The entries must be set down again word for word; no pictures belong in the copy.

• Data for analysis:
- - - - - - -

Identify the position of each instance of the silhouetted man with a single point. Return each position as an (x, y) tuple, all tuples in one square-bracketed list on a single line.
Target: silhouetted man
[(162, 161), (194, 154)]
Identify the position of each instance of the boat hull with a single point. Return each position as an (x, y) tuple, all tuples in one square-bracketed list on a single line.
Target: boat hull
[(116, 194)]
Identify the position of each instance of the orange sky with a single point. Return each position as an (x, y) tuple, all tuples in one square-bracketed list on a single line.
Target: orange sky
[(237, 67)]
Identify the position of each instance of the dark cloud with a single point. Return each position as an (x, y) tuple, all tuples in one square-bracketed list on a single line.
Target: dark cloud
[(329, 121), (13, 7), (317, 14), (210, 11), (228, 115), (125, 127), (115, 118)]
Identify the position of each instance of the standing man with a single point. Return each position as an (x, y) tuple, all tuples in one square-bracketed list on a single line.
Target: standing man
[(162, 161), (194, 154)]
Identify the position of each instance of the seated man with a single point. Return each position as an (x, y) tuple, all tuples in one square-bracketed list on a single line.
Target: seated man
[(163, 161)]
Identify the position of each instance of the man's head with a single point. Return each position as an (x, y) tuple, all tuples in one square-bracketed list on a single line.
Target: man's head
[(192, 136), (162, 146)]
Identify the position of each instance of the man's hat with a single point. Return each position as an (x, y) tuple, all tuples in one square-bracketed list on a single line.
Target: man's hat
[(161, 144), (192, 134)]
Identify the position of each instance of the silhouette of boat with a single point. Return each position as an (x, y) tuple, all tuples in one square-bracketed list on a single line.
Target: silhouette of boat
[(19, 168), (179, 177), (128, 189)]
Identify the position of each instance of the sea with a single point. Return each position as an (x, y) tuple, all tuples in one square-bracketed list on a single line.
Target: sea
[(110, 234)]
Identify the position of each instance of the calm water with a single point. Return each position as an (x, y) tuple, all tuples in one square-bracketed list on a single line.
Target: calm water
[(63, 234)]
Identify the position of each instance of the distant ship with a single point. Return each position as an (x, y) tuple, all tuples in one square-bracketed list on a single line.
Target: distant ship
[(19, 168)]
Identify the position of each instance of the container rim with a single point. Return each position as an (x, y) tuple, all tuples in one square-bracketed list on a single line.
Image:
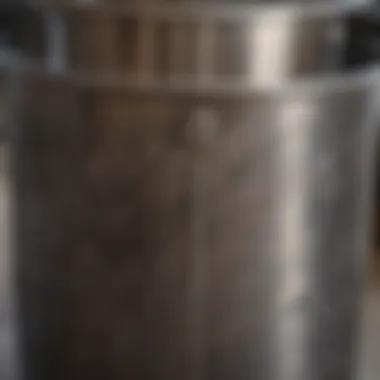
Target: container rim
[(213, 11), (364, 78)]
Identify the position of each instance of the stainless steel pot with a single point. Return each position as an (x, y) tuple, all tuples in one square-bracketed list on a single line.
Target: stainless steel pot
[(197, 43), (183, 232)]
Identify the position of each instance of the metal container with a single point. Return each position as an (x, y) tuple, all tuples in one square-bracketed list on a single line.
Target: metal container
[(204, 42), (175, 2), (183, 232)]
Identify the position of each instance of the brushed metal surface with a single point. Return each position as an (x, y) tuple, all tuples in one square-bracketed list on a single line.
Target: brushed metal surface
[(200, 43), (191, 235)]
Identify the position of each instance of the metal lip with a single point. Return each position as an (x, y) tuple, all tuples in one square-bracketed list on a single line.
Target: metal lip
[(214, 11), (317, 84)]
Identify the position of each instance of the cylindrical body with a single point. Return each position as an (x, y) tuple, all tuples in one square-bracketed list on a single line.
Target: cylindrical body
[(165, 233)]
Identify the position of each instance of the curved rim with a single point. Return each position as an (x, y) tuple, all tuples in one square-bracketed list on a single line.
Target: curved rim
[(367, 77), (215, 11), (364, 78)]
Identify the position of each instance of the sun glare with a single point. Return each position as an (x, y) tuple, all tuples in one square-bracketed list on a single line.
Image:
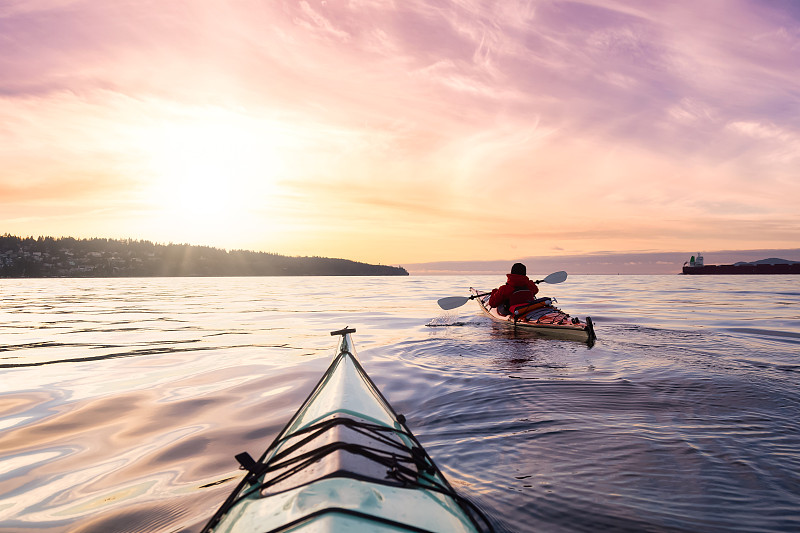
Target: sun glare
[(209, 176)]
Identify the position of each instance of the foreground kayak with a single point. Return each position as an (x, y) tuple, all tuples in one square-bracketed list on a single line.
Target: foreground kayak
[(345, 462), (541, 317)]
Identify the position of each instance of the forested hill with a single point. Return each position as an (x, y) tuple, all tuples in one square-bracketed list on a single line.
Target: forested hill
[(45, 257)]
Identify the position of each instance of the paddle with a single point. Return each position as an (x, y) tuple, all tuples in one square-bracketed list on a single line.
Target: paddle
[(451, 302)]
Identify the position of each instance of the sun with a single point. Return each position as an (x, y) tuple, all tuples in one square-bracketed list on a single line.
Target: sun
[(211, 176)]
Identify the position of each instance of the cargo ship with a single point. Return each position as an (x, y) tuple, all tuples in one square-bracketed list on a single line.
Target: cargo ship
[(772, 265)]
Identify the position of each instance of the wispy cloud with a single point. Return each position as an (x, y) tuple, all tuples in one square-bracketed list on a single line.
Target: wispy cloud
[(578, 122)]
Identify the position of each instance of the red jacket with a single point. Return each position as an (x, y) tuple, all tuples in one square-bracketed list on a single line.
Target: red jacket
[(518, 289)]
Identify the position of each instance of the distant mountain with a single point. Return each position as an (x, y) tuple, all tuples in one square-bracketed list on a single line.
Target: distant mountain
[(46, 257)]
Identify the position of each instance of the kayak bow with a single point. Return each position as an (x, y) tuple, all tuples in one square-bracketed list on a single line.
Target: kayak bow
[(345, 462)]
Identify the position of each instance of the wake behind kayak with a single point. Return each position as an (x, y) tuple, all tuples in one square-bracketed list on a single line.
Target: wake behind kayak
[(345, 462)]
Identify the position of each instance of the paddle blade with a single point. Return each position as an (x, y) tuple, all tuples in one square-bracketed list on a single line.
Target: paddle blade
[(451, 302), (556, 277)]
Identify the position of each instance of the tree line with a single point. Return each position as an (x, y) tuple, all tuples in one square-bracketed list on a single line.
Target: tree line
[(97, 257)]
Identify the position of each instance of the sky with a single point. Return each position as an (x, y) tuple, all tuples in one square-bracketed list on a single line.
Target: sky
[(406, 131)]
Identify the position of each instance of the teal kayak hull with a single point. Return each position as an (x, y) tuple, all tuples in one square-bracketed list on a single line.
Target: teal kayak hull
[(345, 462)]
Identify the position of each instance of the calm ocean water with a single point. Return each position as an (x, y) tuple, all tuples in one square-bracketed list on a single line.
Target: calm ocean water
[(123, 402)]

- - - - - - -

• Output for this task:
Identify the position of each instance of the silhouetted man with a single point. Return each position as an (x, y) tuple, all tuples in one square-bracketed list on a single line.
Target: silhouetted man
[(162, 161), (194, 154)]
Identify the position of each instance of the boat hull with a single point. Return each position as an (x, y) tuple, all tuples in one square-bracketed list on a single line.
Target: boat hull
[(116, 194)]
Identify the position of each instance of the orange sky with a single point. Return each position as an (x, y) tuple, all tuples in one square-bracketed list on a single line.
Target: orange sky
[(237, 67)]
Identify the position of each instance of the dark cloud with a single point. Return each position as an (x, y) tuple, all tuples in one square-bracketed list on a single line.
Target: dark cloud
[(329, 121), (13, 7), (317, 14), (210, 11), (228, 115), (125, 127), (115, 118)]
Identify the position of each instance of the standing man with a single point. Return each position as an (x, y) tuple, all tuples in one square-bracketed list on a single line.
Target: standing man
[(162, 161), (194, 154)]
Identify the position of each instance of the seated man with a single point. Return each position as an (x, y) tuple, all tuples in one square-bracketed list on a single line.
Target: seated man
[(163, 161)]
Identify the position of each instance of the man's head with a single point. Return each position as an (x, y) tuple, all tuples in one square-bracketed list on a single line.
Target: man's head
[(192, 136), (162, 146)]
Identify the position of each instance of the man's hat with a single point. Return each position as an (x, y) tuple, all tuples in one square-bracketed list on a single line.
Target: man's hat
[(161, 144), (192, 134)]
Identify the position of each instance of the silhouette of boat with a single point. Return each position as an (x, y) tuple, all tuples in one square-bracketed list on a single line.
Target: silhouette of boat
[(19, 168), (179, 177), (128, 189)]
Identify the position of each instance of the sea with a single point. Return each position as an (x, y) tuple, all tuples in one square-bracketed list on a single line.
Target: sea
[(110, 234)]
Identify the position of each instance of the calm water with a single point. Return each position as an (x, y) tuple, all tuples in one square-bracketed list on a single line.
Target: calm water
[(63, 234)]
Identify the position of each instance of the distant ship with a single point. Return each position as an (x, y) tuple, all tuples in one square-bracketed list on a single line.
Target: distant ship
[(19, 168)]
Identify the position of each instance of the container rim with a single point. Return each position as an (x, y) tuple, all tuples in one square-bracketed list on a single line.
Image:
Target: container rim
[(213, 11), (364, 78)]
Identify the position of each instance of the stainless steel pot with a single point. Return each position as an (x, y) tuple, all tuples in one square-bracketed list on a single line.
Target: stainless steel pot
[(197, 43), (183, 232)]
Identify the position of each instance of the metal container with a single point. Return each position as an (x, y) tuple, all tuples in one square-bracketed list on a single line.
Target: metal container
[(204, 42), (175, 2), (183, 232)]
Identify the position of each instance of the brushed metal surface with a single point. Return each position as an (x, y) tuple, all tuples in one square-bracketed list on a single line.
Target: brushed metal surface
[(200, 43), (191, 235)]
Identify the position of each instance of the metal lip with a single point. Return each position as an (x, y) tuple, all tuples in one square-bracketed list on a single line.
Target: metal lip
[(214, 11), (317, 84)]
Identify the position of each instance of the cylindrical body with a single point. Return each position as an (x, y) tuple, all tuples in one square-bracketed list on a single line.
Target: cylindrical body
[(165, 233)]
Identify the position of each instance of the curved rim with a single point. Return each position as an (x, y) tuple, all tuples in one square-bracketed list on a single line.
Target: curved rim
[(367, 77), (215, 11), (364, 78)]
Identify the position of each instance of the sun glare with a single point. Return each position as an (x, y) tuple, all tuples in one square-bracketed list on a single line.
Image:
Target: sun glare
[(209, 176)]
Identify the position of each instance of the foreground kayak with a single point. Return each position as an (x, y) tuple, all tuples in one square-bracketed list on a single line.
Target: foreground kayak
[(345, 462), (541, 317)]
Identify the position of each instance of the forested hill with a single point. Return each position as an (x, y) tuple, all tuples in one square-bracketed list on a single line.
Target: forested hill
[(45, 257)]
Identify the position of each instance of the paddle with a single point. Return each position as an (x, y) tuple, all tuples in one square-bracketed list on a single line.
Target: paddle
[(451, 302)]
Identify the position of each instance of the sun with a single point. Return each position as an (x, y) tuple, all tuples in one square-bracketed list on a single line.
Target: sun
[(211, 176)]
Identify the position of each instance of the cargo ship with a single point. Return each position as an (x, y) tuple, all tuples in one square-bracketed list on a single line.
Target: cargo ship
[(772, 265)]
Identify the position of each instance of the wispy cloud with a single point. Return each position as an (x, y) tuple, all tuples in one square-bracketed list on a single line.
Target: wispy cloud
[(578, 122)]
Identify the position of each instance of the red jacket with a single point. Return each position as an (x, y) tuple, all tuples in one square-bracketed list on a single line.
Target: red jacket
[(518, 289)]
Identify the position of each instance of the distant mountain with a single point. Return each position as an (x, y) tuple, all tuples in one square-bracketed list on a single line.
Target: distant mountain
[(46, 257)]
Identify the position of each instance of the kayak bow with a single point. Return each position as an (x, y) tuple, all tuples in one square-bracketed list on a single line.
Target: kayak bow
[(345, 462)]
Identify the position of each instance of the wake behind kayak with a single point. Return each position as an (x, y) tuple, all tuples in one square-bracketed list on a single line.
Target: wake behind kayak
[(345, 462)]
Identify the position of each instance of the paddle blade with a single point. Return each position as an (x, y) tuple, all tuples in one square-bracketed list on a single line.
Target: paddle blade
[(451, 302), (556, 277)]
Identify the position of each instance of the tree line with a single point. Return each position as an (x, y) tuple, all tuples in one square-bracketed list on a single line.
Target: tree line
[(97, 257)]
Identify the position of each instance of the sky with a single point. Return each position as an (x, y) tuple, all tuples in one square-bracketed list on a single line.
Target: sky
[(406, 131)]
Identify the position of each instance of the teal kayak hull with a single point. Return each position as an (x, y) tuple, all tuples in one square-bracketed list on a single line.
Target: teal kayak hull
[(345, 462)]
Identify the position of each instance of the calm ocean water with a single point. Return each position as an (x, y) tuple, all tuples in one square-bracketed list on a single line.
Target: calm ocean water
[(123, 402)]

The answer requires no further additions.